* _Given text_:
#####

# Check out my new license plate !!



## sharpobject (May 7, 2008)

OK - I've showed you mine, now let's see yours......


----------



## niblique71 (Dec 2, 2009)

Now that's COOL!! I'm Jealous...


----------



## RoxyBlue (Oct 6, 2008)

Totally sweet, sharp! If I ever see that while driving the PA turnpike, I'll know who I'm following


----------



## Hauntiholik (May 17, 2006)

Great plate sharpobject!

At least you don't get people saying "Bell Fry"? It's pronounced Bell Free


----------



## The Creepster (Sep 18, 2009)

I would post mine but...its not very nice plates...and there would be complaints, plus then they could find me and see what I have done


----------



## steveshauntedyard (Nov 16, 2008)

Way awesome!


----------



## joker (Sep 25, 2007)




----------



## fick209 (Aug 31, 2009)

nice plates everyone


----------



## RoxyBlue (Oct 6, 2008)

Gee, my plates just have an M and numbers. I feel so boring


----------



## sharpobject (May 7, 2008)

RoxyBlue said:


> Gee, my plates just have an M and numbers. I feel so boring


Roxy, you are definately NOT boring.


----------



## GothicCandle (Mar 26, 2007)

oh i have found another reason to get a car! if only i could afford one, and knew how to drive.  very cool!!!!!!!


----------



## HalloweenZombie (Jul 22, 2007)

Very cool plate! Now there's a true haunter.

It doesn't matter what my plate says. It just won't be intimidating on a Prius.


----------



## GothicCandle (Mar 26, 2007)

HalloweenZombie said:


> Very cool plate! Now there's a true haunter.
> 
> It doesn't matter what my plate says. It just won't be intimidating on a Prius.


*zoom*


----------



## haunted canuck (Feb 8, 2009)

I bought a chevy panel HHR because it lookes like a hearse and it has this plate my friend who lives in British columbia Canada Has the Haunter one as well


----------



## Bethene (Jan 19, 2008)

love these plates!! mine is a boring regular one, I love looking at everyone else's!


----------



## scareme (Aug 29, 2006)

These are some great ideas. The only thing exciting about my plates is the indian shooting an arrow. I guess I could pretend he's killing someone.


----------



## hpropman (Jul 27, 2008)

Great plates everyone! You know that these just beg for reaction stories. C'mon tell us some of your best and worst reactions.


----------



## morbidmike (Sep 11, 2009)

mine is boreing too they won let me put I want you dead on a plate too many letter'sI guess


----------



## Spooky1 (Aug 25, 2008)

Nice tag Sharpobject. I like all the tags.


----------



## haunted canuck (Feb 8, 2009)

Want A haunted licence

FRY-10U - frigh-ten you 
Creepy1
Gon2Rst Gone to rest
LIVED- DEVIL spelled backwards
Just the number 666
A5ORDEAD--Alive or Dead
DOA


----------



## tonguesandwich (Oct 13, 2006)

6Fears for my 69 (My Haunt)
﻿﻿









Still trying to figure out one for my 59


----------



## scareme (Aug 29, 2006)

Those are beautiful. I was one year old when the 59 came out. It looks in better shape than I do.


----------



## nixie (Sep 17, 2008)

I'm jealous...


----------



## morbidmike (Sep 11, 2009)

hey TS how about AWESOME man I want a coach sooooooo bad


----------

#####

* _Items_:
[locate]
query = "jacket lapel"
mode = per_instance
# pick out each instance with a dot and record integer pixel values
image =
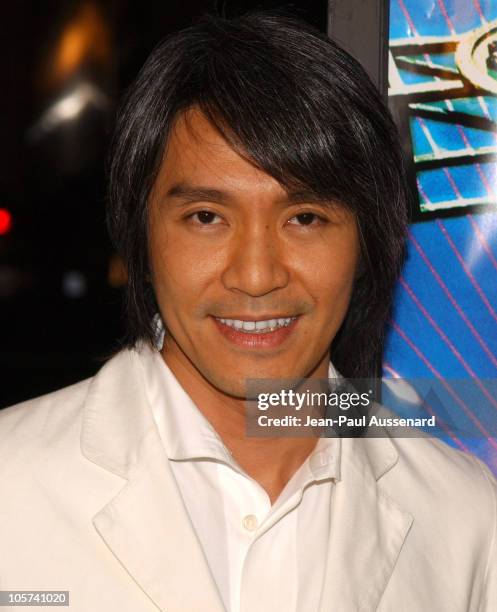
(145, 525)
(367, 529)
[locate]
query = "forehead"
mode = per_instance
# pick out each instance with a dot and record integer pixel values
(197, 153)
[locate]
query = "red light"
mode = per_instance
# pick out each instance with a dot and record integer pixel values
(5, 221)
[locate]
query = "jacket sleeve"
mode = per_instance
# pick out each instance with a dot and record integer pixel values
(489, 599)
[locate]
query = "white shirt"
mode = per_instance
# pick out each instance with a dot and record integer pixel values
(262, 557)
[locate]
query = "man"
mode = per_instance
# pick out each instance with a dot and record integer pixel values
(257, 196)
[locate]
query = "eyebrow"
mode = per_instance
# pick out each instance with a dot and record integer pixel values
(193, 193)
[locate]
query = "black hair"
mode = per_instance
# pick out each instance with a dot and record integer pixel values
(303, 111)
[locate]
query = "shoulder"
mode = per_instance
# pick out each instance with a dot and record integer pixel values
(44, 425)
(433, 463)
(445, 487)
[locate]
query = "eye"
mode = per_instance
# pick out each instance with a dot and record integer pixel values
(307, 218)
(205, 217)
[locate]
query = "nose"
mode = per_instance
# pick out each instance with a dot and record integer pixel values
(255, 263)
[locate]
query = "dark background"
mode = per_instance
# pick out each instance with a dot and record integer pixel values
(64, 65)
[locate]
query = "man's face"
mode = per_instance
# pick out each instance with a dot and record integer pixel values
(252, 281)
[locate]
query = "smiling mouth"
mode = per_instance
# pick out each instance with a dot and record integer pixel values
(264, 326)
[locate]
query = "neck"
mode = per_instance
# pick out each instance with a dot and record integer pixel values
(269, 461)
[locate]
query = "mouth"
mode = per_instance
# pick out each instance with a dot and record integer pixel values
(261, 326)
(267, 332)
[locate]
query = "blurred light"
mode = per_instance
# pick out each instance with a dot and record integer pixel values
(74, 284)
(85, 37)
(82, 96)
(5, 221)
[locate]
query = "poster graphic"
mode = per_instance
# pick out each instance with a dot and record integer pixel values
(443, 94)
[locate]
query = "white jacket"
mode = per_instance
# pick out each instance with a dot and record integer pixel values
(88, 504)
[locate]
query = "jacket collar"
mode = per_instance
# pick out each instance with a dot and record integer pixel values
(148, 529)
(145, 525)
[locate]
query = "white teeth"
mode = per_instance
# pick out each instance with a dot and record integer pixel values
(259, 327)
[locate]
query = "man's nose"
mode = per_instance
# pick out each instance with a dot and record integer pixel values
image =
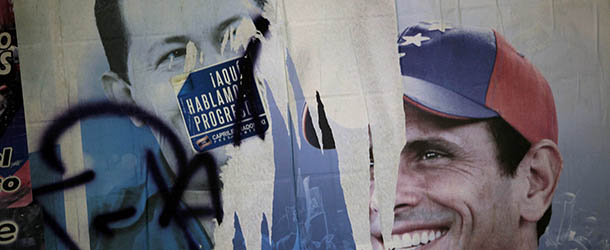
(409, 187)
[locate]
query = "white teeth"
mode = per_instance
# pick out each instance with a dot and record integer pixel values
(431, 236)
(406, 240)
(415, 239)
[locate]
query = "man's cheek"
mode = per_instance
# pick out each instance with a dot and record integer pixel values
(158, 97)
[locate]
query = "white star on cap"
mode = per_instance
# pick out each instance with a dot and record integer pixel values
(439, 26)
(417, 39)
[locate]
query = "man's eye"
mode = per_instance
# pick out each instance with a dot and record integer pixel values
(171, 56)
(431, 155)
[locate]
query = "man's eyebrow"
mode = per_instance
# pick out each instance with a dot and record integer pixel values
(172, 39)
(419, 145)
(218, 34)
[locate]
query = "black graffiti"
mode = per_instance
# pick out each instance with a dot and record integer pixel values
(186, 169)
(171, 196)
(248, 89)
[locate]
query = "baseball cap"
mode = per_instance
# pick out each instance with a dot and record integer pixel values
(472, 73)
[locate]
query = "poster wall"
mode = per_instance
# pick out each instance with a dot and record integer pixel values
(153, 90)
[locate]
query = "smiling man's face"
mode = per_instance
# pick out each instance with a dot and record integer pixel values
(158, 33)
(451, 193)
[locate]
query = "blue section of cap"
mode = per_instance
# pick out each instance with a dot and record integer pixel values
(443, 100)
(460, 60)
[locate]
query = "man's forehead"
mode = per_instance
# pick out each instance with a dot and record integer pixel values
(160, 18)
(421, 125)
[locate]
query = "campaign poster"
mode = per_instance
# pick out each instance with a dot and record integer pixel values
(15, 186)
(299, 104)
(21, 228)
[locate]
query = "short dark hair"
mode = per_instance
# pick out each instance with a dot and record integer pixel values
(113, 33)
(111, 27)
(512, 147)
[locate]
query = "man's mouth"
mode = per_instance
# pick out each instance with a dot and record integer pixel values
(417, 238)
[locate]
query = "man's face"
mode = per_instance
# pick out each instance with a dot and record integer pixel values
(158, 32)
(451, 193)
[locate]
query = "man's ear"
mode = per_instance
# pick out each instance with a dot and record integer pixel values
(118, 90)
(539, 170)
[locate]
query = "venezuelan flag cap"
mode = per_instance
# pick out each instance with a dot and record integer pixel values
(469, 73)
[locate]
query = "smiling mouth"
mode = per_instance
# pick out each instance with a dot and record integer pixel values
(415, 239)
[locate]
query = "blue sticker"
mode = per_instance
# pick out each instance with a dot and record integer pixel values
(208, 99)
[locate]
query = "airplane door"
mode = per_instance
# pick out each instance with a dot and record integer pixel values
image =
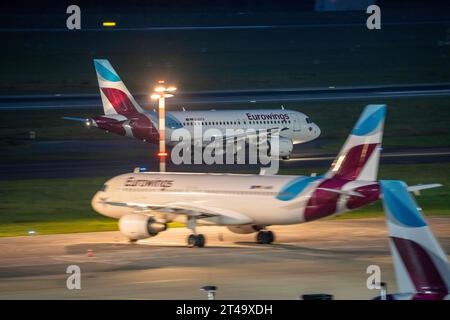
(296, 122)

#####

* _Required work_: In the license plate thread, why does The Creepster decline to post his own plates? Answer in one to three sentences.

* _Correct output_: The Creepster says his plates are not very nice, so posting them would bring complaints. He adds that people could then find him and see what he has done.